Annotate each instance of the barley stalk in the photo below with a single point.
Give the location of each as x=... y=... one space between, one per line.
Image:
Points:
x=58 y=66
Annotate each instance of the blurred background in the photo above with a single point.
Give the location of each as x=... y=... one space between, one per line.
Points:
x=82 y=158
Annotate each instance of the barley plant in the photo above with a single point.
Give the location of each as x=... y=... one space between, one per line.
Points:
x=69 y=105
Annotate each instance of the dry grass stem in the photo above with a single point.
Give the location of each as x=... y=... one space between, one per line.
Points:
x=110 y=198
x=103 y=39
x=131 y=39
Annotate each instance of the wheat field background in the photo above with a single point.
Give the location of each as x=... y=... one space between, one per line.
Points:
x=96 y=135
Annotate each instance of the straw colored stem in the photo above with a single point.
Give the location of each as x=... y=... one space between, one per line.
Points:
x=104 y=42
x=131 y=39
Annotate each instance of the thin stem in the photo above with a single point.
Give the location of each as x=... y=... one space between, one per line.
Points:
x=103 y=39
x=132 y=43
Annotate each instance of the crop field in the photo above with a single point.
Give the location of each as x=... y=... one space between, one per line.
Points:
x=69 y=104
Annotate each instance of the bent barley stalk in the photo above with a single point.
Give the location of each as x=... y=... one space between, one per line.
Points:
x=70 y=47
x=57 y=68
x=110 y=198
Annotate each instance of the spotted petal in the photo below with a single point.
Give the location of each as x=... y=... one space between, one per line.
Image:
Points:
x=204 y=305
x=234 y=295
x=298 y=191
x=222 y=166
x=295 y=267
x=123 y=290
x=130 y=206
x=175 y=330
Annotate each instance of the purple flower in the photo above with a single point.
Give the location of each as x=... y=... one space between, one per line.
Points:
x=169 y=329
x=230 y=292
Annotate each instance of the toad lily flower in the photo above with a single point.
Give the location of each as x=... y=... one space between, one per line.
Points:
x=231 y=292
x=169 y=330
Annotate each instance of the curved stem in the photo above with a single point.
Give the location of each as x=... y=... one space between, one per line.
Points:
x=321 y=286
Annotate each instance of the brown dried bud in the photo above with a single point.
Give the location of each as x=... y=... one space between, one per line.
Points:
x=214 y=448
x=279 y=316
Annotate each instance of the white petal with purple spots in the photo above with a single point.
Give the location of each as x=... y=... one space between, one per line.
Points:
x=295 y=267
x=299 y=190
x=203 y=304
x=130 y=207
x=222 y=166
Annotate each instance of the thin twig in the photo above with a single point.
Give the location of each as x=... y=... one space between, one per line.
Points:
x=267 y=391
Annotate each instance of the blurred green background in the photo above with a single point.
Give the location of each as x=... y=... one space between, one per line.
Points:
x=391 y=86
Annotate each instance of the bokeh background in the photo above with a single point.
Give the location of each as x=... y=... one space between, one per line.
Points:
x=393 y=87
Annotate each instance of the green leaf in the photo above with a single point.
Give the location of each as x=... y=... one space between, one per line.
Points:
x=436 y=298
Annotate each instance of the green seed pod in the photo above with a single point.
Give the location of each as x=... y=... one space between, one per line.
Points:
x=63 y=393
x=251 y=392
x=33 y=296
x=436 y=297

**What the task asks**
In the records shown above, how many lines include the word "stem"? Answer with the number only.

**Response below**
4